TASK TO CARRY OUT: Can you set out the lines of the records below as a numbered list, from the line containing "of the shovel" through the end of the records, leaving out any blank lines?

Point labeling dataset excerpts:

* * *

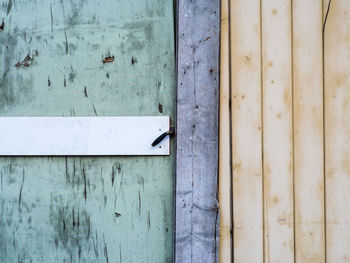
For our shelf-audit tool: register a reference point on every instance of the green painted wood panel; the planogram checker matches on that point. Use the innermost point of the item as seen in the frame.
(86, 209)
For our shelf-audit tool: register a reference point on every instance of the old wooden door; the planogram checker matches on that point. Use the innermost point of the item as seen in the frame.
(86, 58)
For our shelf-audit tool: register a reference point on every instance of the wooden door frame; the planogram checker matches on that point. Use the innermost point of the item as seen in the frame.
(196, 237)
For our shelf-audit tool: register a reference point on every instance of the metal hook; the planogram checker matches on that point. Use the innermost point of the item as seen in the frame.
(162, 137)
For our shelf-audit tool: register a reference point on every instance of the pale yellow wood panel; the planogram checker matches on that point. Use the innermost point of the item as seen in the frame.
(308, 131)
(224, 152)
(246, 131)
(337, 131)
(277, 131)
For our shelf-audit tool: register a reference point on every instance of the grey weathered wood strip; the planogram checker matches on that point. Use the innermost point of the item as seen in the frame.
(196, 234)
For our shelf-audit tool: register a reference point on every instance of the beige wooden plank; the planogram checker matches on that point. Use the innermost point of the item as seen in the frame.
(337, 130)
(277, 131)
(224, 141)
(246, 131)
(308, 131)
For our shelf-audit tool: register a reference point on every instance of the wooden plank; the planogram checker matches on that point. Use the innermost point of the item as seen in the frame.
(308, 131)
(87, 209)
(337, 130)
(225, 138)
(246, 131)
(277, 130)
(64, 136)
(196, 237)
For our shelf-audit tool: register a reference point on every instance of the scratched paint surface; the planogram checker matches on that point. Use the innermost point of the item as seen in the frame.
(86, 209)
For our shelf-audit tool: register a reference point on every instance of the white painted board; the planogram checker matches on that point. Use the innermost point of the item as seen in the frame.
(51, 136)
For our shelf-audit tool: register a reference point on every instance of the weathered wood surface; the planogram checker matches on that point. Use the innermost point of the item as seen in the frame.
(246, 100)
(197, 131)
(305, 129)
(93, 209)
(308, 131)
(337, 130)
(277, 130)
(225, 138)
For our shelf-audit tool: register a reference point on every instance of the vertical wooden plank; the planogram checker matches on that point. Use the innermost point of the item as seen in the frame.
(308, 131)
(87, 209)
(224, 138)
(277, 131)
(246, 131)
(197, 131)
(337, 130)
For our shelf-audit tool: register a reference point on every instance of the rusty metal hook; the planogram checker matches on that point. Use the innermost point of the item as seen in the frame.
(162, 136)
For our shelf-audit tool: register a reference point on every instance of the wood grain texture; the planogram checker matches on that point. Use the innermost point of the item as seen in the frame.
(225, 138)
(246, 131)
(277, 130)
(337, 130)
(197, 131)
(308, 131)
(86, 209)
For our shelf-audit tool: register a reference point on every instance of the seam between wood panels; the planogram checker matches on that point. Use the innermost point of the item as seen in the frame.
(176, 29)
(324, 127)
(262, 134)
(230, 129)
(293, 125)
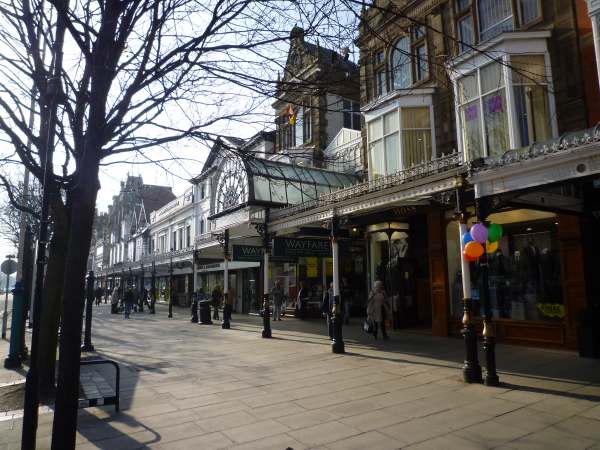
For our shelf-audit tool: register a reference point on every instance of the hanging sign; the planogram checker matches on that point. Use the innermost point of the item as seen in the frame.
(288, 247)
(250, 253)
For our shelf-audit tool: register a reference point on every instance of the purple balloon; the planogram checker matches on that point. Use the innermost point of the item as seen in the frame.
(467, 238)
(479, 233)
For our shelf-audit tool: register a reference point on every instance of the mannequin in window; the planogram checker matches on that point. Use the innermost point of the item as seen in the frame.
(499, 269)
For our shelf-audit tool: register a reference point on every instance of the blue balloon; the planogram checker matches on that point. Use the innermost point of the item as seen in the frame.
(467, 238)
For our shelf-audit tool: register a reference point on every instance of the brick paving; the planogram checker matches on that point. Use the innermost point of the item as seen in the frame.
(188, 386)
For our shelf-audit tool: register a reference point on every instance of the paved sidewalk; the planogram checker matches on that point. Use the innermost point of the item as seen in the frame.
(189, 386)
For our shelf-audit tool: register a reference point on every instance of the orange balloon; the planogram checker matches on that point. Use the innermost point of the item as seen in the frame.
(468, 258)
(491, 247)
(474, 249)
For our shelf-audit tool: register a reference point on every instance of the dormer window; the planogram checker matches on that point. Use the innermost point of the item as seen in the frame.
(491, 18)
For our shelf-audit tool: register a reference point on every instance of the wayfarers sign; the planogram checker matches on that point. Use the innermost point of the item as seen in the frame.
(287, 247)
(250, 253)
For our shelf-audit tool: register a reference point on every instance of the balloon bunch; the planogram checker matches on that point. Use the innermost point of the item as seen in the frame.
(477, 237)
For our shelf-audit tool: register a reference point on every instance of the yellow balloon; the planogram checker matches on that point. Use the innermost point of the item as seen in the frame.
(491, 247)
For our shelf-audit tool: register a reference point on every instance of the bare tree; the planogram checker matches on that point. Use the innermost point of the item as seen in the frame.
(122, 77)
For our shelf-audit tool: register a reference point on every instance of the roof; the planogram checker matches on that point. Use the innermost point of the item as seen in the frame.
(273, 184)
(155, 197)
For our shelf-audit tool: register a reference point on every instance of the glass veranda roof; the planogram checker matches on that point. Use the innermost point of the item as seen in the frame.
(246, 181)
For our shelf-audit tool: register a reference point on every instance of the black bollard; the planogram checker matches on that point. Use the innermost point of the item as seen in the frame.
(471, 367)
(204, 307)
(87, 339)
(194, 311)
(266, 333)
(337, 342)
(226, 325)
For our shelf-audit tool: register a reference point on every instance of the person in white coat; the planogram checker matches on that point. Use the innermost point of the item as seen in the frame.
(379, 308)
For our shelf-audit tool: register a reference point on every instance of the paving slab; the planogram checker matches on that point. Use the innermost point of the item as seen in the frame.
(188, 386)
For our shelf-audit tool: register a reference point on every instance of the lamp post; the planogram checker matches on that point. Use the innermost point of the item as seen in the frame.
(7, 269)
(489, 335)
(153, 289)
(142, 287)
(471, 367)
(337, 341)
(171, 284)
(263, 231)
(87, 340)
(226, 306)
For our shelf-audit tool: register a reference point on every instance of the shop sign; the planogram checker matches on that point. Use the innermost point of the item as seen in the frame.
(552, 310)
(250, 253)
(288, 247)
(311, 267)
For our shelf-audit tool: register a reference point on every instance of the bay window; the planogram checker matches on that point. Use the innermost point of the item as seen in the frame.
(398, 140)
(493, 101)
(351, 112)
(491, 18)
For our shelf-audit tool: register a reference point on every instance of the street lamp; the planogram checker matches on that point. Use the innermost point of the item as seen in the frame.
(8, 270)
(171, 284)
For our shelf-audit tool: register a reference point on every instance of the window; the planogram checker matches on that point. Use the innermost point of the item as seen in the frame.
(484, 111)
(495, 17)
(464, 25)
(399, 140)
(409, 60)
(351, 111)
(416, 136)
(419, 53)
(531, 98)
(380, 82)
(401, 67)
(307, 125)
(299, 128)
(529, 11)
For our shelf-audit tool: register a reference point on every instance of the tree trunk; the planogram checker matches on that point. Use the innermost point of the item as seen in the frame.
(53, 288)
(82, 201)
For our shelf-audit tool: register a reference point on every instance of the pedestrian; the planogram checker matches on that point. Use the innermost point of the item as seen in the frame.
(98, 295)
(128, 300)
(114, 300)
(326, 305)
(215, 299)
(379, 308)
(302, 300)
(346, 294)
(277, 295)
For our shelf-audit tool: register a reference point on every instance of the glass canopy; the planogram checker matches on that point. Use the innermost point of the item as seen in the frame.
(252, 181)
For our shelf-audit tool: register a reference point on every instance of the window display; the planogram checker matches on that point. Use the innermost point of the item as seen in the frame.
(524, 272)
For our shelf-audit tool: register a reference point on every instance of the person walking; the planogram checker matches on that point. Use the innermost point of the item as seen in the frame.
(326, 305)
(277, 295)
(98, 295)
(379, 308)
(346, 294)
(302, 300)
(216, 301)
(114, 300)
(128, 300)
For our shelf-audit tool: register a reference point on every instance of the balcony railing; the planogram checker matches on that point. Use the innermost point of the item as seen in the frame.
(437, 165)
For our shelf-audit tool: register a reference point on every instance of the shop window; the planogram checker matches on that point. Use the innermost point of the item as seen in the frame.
(484, 108)
(524, 273)
(399, 140)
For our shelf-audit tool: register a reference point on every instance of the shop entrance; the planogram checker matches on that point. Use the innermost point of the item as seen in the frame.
(399, 258)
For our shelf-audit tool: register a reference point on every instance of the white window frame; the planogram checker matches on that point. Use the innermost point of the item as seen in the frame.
(518, 44)
(418, 98)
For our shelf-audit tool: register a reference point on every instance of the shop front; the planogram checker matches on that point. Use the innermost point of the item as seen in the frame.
(528, 276)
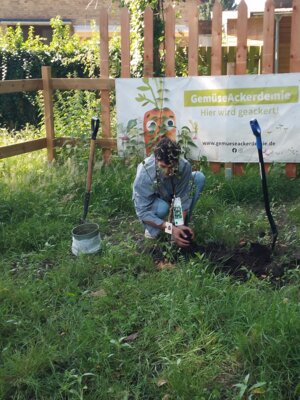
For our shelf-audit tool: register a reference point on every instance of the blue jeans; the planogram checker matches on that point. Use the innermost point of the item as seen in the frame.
(162, 207)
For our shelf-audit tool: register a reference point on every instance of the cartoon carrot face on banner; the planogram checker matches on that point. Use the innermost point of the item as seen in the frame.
(159, 121)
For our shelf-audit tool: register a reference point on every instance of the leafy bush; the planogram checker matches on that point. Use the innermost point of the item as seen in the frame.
(23, 59)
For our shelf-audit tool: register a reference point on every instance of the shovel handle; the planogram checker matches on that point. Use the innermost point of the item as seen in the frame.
(257, 133)
(95, 123)
(95, 127)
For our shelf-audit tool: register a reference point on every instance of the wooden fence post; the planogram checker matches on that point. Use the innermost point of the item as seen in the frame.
(148, 42)
(125, 43)
(193, 39)
(48, 110)
(104, 73)
(268, 41)
(241, 57)
(170, 41)
(216, 55)
(291, 168)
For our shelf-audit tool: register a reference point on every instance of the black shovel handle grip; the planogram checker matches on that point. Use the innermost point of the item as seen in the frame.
(95, 127)
(257, 133)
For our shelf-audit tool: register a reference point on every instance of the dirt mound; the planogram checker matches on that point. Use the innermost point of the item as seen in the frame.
(238, 262)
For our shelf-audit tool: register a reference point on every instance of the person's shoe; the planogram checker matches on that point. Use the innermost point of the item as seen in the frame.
(148, 235)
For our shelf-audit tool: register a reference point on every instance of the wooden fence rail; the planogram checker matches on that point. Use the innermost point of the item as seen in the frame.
(105, 84)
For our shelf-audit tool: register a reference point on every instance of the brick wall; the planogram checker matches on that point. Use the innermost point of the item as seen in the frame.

* * *

OUTPUT OF THE TASK:
1. For our shelf-audit tool: register a reference point on every instance of the shovel handle; the planogram checker matches on that point. Use the innermost point of the item as seen in the frame.
2. (257, 133)
3. (95, 123)
4. (95, 127)
5. For our shelf-audit tool: register a reference point on every instance of the wooden fence post; the planogram checker matches on that point. Use the innermost point of the item as seen in the frame.
6. (148, 42)
7. (125, 43)
8. (193, 39)
9. (48, 110)
10. (104, 73)
11. (268, 41)
12. (241, 57)
13. (170, 41)
14. (216, 55)
15. (291, 168)
16. For our shelf-audit tool: register a reference point on every instance of the black shovel handle grip; the planogram checker matches on that point. Use the innermost point of the item as seen in the frame.
17. (95, 127)
18. (257, 133)
19. For our shelf-audit tool: register a reference point on every instance of the dirt mound; the planogram checker matches on that point. Use the innermost point of the item as seen in the frame.
20. (238, 262)
21. For our shelf-audit tool: register a reference point on every instance of the person's shoe; the planogram checker matches on that point. Use the innermost point of the item as seen in the frame.
22. (148, 235)
23. For our shelf-audit tool: register a reference point on every instance of the wooden fence rail; the planogram checker matches on that point. Use the innermost point of the item as seen in the frame.
24. (105, 84)
25. For our shelf-audit tool: register a reference point on every instance of the brick wall; the planogram checker matches on that point. Use the innermost point of the item as seen in the frame.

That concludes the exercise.